AIM OF THE EXERCISE: Look through the records below for the line with "Query: roof rail" and the line with "[[81, 202], [380, 444]]", then return those lines and all lines between, exactly.

INPUT DATA START

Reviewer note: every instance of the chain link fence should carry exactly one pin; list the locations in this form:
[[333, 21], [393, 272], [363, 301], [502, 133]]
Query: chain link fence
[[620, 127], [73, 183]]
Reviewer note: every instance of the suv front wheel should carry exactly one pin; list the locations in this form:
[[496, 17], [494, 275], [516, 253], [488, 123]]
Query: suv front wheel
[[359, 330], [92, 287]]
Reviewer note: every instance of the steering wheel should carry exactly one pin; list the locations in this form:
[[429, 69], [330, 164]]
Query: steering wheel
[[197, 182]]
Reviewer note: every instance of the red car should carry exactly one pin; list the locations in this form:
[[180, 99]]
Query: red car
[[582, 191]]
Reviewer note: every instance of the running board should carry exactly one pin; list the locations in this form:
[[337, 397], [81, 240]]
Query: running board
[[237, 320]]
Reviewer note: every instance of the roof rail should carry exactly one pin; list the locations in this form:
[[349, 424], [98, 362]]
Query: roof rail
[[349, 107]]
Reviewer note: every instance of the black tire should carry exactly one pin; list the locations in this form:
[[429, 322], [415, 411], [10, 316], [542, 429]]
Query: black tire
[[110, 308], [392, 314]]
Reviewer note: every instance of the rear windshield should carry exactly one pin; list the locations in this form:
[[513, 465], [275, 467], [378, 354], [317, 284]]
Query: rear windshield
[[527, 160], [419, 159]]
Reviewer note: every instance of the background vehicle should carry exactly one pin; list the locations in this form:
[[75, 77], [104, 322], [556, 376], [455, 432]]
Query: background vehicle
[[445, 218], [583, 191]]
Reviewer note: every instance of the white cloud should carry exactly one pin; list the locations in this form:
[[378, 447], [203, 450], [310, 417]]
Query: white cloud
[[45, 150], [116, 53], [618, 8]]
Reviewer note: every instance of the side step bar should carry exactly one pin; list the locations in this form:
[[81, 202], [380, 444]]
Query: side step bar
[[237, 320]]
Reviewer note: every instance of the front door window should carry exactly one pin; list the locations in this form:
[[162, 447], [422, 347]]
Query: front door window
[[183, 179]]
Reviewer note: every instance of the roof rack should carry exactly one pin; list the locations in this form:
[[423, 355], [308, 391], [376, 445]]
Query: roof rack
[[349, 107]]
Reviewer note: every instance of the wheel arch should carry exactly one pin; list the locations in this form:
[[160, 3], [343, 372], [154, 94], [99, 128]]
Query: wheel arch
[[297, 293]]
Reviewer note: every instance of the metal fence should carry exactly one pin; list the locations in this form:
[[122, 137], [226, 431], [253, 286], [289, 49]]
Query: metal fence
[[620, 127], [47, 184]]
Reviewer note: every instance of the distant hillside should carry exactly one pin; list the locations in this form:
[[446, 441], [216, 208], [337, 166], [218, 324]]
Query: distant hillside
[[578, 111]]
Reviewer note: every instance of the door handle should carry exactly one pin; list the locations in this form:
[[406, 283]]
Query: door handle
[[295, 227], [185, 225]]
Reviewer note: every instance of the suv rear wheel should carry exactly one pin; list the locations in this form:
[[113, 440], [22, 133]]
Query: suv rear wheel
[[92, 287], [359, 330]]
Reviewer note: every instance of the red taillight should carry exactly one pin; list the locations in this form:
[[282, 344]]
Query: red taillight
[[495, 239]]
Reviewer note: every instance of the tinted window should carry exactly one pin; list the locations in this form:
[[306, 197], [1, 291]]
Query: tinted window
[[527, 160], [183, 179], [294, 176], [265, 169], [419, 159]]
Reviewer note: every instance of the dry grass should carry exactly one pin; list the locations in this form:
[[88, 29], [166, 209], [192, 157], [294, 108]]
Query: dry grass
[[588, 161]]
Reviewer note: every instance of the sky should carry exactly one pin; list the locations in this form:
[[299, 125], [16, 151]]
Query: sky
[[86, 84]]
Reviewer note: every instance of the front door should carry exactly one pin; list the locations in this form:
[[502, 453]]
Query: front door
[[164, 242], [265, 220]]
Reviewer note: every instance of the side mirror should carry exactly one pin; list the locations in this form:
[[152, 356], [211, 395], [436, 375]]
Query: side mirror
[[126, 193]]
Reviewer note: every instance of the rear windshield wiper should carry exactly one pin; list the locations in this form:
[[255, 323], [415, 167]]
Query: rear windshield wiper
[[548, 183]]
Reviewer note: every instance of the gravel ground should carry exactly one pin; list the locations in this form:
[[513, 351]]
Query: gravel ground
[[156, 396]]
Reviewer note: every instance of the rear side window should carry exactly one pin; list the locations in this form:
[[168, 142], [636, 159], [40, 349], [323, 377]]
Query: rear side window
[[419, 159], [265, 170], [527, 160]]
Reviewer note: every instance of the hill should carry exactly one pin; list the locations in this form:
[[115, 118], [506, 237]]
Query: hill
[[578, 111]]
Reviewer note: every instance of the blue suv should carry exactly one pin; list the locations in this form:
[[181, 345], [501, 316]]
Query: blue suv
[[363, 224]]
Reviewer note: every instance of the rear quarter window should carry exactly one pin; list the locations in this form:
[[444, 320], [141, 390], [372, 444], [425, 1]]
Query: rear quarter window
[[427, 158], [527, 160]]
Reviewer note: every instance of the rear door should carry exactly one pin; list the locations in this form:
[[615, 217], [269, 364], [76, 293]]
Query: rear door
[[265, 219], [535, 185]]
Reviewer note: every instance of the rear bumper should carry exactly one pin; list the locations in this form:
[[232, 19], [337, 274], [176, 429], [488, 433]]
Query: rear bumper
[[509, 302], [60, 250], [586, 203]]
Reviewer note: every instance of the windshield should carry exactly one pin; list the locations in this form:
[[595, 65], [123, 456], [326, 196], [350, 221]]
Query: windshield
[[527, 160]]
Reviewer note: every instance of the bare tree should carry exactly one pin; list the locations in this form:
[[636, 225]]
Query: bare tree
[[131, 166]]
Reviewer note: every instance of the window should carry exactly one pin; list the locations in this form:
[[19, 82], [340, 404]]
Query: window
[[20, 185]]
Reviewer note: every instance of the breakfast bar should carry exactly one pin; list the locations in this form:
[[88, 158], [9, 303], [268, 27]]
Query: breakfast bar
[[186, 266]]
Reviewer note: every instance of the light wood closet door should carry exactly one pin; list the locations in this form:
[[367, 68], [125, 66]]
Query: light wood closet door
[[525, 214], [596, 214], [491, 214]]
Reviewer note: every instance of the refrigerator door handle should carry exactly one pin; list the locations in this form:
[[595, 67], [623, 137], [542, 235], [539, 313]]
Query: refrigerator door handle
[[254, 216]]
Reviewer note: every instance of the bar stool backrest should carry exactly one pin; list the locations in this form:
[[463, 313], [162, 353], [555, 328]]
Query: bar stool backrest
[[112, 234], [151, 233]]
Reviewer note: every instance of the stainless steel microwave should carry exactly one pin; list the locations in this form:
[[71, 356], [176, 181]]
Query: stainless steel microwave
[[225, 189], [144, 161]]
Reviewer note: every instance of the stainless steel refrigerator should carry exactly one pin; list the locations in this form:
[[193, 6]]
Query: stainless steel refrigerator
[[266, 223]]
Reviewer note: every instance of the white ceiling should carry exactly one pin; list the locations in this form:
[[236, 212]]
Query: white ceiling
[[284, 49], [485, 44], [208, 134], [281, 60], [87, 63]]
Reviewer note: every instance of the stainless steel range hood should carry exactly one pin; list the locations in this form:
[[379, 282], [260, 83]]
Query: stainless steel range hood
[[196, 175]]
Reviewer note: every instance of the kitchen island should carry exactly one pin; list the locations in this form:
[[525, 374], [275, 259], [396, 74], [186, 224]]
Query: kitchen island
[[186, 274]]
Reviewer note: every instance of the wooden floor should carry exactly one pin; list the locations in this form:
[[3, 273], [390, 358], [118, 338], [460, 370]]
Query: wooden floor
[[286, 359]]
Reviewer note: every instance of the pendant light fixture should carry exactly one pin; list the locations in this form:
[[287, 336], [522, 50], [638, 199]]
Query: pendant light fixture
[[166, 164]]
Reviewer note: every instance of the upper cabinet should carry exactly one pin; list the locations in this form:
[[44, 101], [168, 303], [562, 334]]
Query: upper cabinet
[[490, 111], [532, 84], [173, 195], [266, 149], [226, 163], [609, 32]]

INPUT DATA END

REPLY:
Query: roof rail
[[349, 107]]
Reviewer note: every instance of the black tire should carry exactly one pin; list the locations in this form:
[[429, 322], [415, 411], [10, 316], [542, 429]]
Query: black tire
[[110, 308], [392, 314]]
Reviewer note: every instance of the rear windshield should carry exactly one pin; list the locations in this form:
[[513, 465], [275, 467], [378, 354], [317, 284]]
Query: rear windshield
[[527, 160], [419, 159]]
Reviewer note: every instance of the background vehicle should carry exactly one pin; list the locations in this form:
[[75, 77], [104, 322], [556, 376], [455, 432]]
Query: background vehicle
[[445, 218], [583, 191]]
Reviewer note: every instance of the white cloud should carry exactly one pin; list the locations in this form:
[[378, 447], [203, 450], [310, 417]]
Query: white cloud
[[45, 150], [116, 53], [618, 8]]
Reviewer note: every instance of the side step bar should carry exactly one pin; list the locations in this form:
[[81, 202], [380, 444]]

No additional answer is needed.